- [Supplied entries]:
▽
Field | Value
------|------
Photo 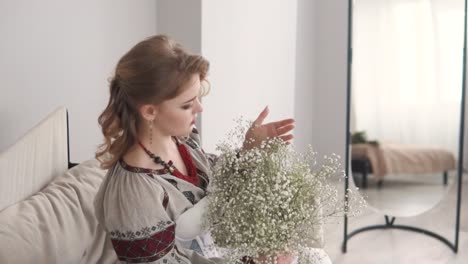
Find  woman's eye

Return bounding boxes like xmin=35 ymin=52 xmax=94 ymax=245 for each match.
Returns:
xmin=182 ymin=104 xmax=192 ymax=110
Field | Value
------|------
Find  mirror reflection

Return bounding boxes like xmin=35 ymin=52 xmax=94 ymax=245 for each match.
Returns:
xmin=350 ymin=0 xmax=464 ymax=216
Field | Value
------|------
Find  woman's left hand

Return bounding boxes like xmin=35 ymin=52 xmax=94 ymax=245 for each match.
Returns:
xmin=243 ymin=106 xmax=294 ymax=149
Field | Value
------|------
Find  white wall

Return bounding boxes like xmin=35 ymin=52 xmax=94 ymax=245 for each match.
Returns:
xmin=202 ymin=0 xmax=297 ymax=152
xmin=156 ymin=0 xmax=202 ymax=53
xmin=308 ymin=0 xmax=348 ymax=158
xmin=0 ymin=0 xmax=156 ymax=162
xmin=294 ymin=0 xmax=319 ymax=152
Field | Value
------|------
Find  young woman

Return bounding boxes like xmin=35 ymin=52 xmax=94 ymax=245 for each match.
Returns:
xmin=95 ymin=36 xmax=294 ymax=263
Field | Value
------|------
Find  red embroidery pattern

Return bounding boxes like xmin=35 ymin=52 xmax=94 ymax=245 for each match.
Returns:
xmin=111 ymin=225 xmax=175 ymax=263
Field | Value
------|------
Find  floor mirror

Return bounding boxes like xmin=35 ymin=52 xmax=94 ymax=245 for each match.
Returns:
xmin=342 ymin=0 xmax=466 ymax=252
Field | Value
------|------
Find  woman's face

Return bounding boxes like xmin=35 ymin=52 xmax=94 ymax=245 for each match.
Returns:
xmin=154 ymin=74 xmax=203 ymax=137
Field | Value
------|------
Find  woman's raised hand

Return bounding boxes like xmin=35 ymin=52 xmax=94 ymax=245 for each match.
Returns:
xmin=243 ymin=106 xmax=294 ymax=149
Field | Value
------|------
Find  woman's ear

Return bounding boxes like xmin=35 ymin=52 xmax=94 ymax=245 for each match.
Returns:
xmin=138 ymin=104 xmax=158 ymax=121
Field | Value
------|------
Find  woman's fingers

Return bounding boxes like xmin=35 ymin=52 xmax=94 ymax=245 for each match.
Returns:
xmin=276 ymin=125 xmax=295 ymax=136
xmin=254 ymin=106 xmax=270 ymax=126
xmin=270 ymin=118 xmax=296 ymax=129
xmin=279 ymin=134 xmax=294 ymax=143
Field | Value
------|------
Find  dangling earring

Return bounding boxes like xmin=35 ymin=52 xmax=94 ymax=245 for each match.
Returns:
xmin=149 ymin=120 xmax=153 ymax=145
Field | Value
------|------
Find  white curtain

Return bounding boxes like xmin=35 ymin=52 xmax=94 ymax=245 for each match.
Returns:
xmin=352 ymin=0 xmax=464 ymax=156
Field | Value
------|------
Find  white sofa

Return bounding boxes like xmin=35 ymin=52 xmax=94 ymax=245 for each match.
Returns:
xmin=0 ymin=107 xmax=331 ymax=264
xmin=0 ymin=107 xmax=117 ymax=264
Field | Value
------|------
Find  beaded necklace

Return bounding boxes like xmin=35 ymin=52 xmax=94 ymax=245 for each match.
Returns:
xmin=138 ymin=139 xmax=198 ymax=186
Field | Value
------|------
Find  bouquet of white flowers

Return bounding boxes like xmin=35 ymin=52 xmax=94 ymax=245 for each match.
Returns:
xmin=205 ymin=120 xmax=364 ymax=263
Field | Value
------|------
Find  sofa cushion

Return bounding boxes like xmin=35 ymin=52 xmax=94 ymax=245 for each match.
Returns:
xmin=0 ymin=160 xmax=117 ymax=264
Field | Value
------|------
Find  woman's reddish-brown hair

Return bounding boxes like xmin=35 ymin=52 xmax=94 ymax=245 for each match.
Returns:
xmin=96 ymin=35 xmax=209 ymax=169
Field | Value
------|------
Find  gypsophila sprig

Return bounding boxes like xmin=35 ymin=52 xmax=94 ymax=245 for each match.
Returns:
xmin=204 ymin=118 xmax=365 ymax=264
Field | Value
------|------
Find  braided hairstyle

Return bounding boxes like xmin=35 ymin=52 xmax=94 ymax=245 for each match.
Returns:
xmin=96 ymin=35 xmax=209 ymax=169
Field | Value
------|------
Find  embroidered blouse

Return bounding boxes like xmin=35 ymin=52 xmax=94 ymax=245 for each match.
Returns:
xmin=95 ymin=129 xmax=222 ymax=264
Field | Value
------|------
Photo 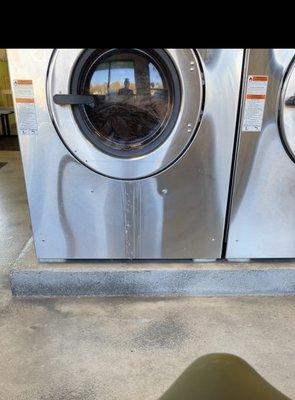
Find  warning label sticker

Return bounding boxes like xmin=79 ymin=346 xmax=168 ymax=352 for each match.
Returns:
xmin=242 ymin=75 xmax=268 ymax=132
xmin=13 ymin=79 xmax=38 ymax=135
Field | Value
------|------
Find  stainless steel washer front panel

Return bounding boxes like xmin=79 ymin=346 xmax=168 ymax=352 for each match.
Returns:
xmin=8 ymin=49 xmax=243 ymax=259
xmin=226 ymin=49 xmax=295 ymax=258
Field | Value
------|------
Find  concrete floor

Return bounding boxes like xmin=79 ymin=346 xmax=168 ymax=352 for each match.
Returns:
xmin=0 ymin=152 xmax=295 ymax=400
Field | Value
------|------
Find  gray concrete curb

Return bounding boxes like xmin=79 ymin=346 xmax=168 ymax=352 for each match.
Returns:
xmin=10 ymin=267 xmax=295 ymax=296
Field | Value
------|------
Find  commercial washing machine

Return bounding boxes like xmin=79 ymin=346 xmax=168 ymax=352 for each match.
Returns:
xmin=226 ymin=49 xmax=295 ymax=259
xmin=8 ymin=49 xmax=244 ymax=261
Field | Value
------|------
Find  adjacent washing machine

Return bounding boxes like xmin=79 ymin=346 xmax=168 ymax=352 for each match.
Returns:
xmin=226 ymin=49 xmax=295 ymax=258
xmin=8 ymin=48 xmax=244 ymax=261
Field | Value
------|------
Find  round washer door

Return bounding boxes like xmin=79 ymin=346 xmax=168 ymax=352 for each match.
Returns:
xmin=47 ymin=49 xmax=204 ymax=180
xmin=279 ymin=60 xmax=295 ymax=161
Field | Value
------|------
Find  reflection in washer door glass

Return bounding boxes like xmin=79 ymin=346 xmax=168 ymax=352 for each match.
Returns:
xmin=85 ymin=52 xmax=171 ymax=150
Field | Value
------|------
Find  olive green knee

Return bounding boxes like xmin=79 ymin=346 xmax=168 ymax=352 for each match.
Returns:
xmin=160 ymin=353 xmax=290 ymax=400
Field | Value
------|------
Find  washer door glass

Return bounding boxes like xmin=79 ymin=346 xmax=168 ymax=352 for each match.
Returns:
xmin=72 ymin=49 xmax=180 ymax=157
xmin=47 ymin=49 xmax=205 ymax=180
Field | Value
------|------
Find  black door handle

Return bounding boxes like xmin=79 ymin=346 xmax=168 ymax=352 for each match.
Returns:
xmin=53 ymin=94 xmax=94 ymax=106
xmin=285 ymin=96 xmax=295 ymax=107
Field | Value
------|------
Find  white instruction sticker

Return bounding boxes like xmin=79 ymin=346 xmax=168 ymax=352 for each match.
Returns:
xmin=242 ymin=75 xmax=268 ymax=132
xmin=13 ymin=79 xmax=38 ymax=135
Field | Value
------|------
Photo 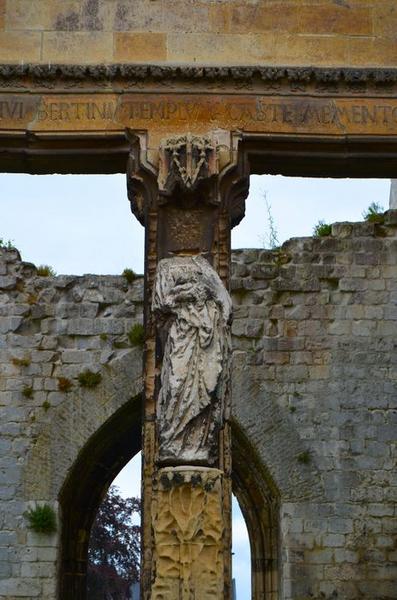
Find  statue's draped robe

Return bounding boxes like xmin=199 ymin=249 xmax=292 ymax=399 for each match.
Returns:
xmin=152 ymin=256 xmax=232 ymax=464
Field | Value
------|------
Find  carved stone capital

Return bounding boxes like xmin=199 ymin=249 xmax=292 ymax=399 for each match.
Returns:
xmin=127 ymin=130 xmax=249 ymax=226
xmin=127 ymin=131 xmax=158 ymax=225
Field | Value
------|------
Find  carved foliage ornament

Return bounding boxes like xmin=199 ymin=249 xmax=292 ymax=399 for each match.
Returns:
xmin=159 ymin=134 xmax=219 ymax=195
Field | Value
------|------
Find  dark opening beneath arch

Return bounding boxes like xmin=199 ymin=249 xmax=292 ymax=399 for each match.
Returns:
xmin=58 ymin=397 xmax=279 ymax=600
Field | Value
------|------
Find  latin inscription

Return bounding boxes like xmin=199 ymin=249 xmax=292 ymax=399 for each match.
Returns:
xmin=0 ymin=94 xmax=397 ymax=133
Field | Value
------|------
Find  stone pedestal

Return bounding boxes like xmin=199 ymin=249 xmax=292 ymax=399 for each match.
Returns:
xmin=127 ymin=131 xmax=248 ymax=600
xmin=151 ymin=467 xmax=224 ymax=600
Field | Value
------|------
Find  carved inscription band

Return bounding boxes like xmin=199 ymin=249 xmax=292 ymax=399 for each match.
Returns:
xmin=0 ymin=93 xmax=397 ymax=135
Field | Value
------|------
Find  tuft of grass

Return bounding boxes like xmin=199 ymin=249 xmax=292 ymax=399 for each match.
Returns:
xmin=58 ymin=377 xmax=73 ymax=392
xmin=127 ymin=323 xmax=145 ymax=346
xmin=122 ymin=269 xmax=136 ymax=283
xmin=0 ymin=238 xmax=15 ymax=250
xmin=296 ymin=450 xmax=311 ymax=465
xmin=313 ymin=220 xmax=332 ymax=237
xmin=26 ymin=293 xmax=38 ymax=306
xmin=363 ymin=202 xmax=385 ymax=223
xmin=25 ymin=504 xmax=57 ymax=533
xmin=11 ymin=356 xmax=31 ymax=367
xmin=77 ymin=369 xmax=102 ymax=388
xmin=22 ymin=385 xmax=33 ymax=398
xmin=37 ymin=265 xmax=56 ymax=277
△
Print the records word for word, from their first line through the line containing "xmin=138 ymin=104 xmax=158 ymax=121", including both ends. Leave the pictures out.

Field | Value
------|------
Photo 
Find  woman's eye

Return bounding boxes like xmin=35 ymin=52 xmax=94 ymax=245 for each match.
Returns:
xmin=182 ymin=104 xmax=192 ymax=110
Field | Value
------|------
Find  mirror reflection

Return bounding boxes like xmin=35 ymin=52 xmax=94 ymax=245 for each match.
Returns:
xmin=350 ymin=0 xmax=464 ymax=216
Field | Value
------|------
Find  woman's left hand

Return bounding boxes like xmin=35 ymin=52 xmax=94 ymax=245 for each match.
Returns:
xmin=243 ymin=106 xmax=294 ymax=149
Field | Value
------|------
Find  white wall

Return bounding boxes like xmin=35 ymin=52 xmax=94 ymax=245 for each match.
Returns:
xmin=202 ymin=0 xmax=297 ymax=152
xmin=156 ymin=0 xmax=202 ymax=53
xmin=308 ymin=0 xmax=348 ymax=158
xmin=0 ymin=0 xmax=156 ymax=162
xmin=294 ymin=0 xmax=319 ymax=152
Field | Value
------|------
Find  young woman

Return bounding boxes like xmin=35 ymin=52 xmax=94 ymax=245 for each match.
Returns:
xmin=95 ymin=36 xmax=294 ymax=263
Field | Value
------|------
Find  red embroidery pattern

Return bounding boxes like xmin=35 ymin=52 xmax=94 ymax=245 for each match.
Returns:
xmin=111 ymin=225 xmax=175 ymax=263
Field | Value
------|------
Find  floor mirror

Return bounding boxes like xmin=35 ymin=52 xmax=94 ymax=245 for each match.
Returns:
xmin=342 ymin=0 xmax=466 ymax=252
Field | Value
------|------
Find  woman's face

Return bounding boxes like xmin=35 ymin=52 xmax=94 ymax=245 for each match.
Returns:
xmin=154 ymin=74 xmax=203 ymax=137
Field | Value
------|------
Find  woman's raised hand

Return bounding boxes like xmin=35 ymin=52 xmax=94 ymax=245 for each match.
Returns:
xmin=243 ymin=106 xmax=294 ymax=149
Field | Value
------|------
Find  woman's ear

Return bounding boxes like xmin=35 ymin=52 xmax=94 ymax=245 for each match.
Returns:
xmin=138 ymin=104 xmax=158 ymax=121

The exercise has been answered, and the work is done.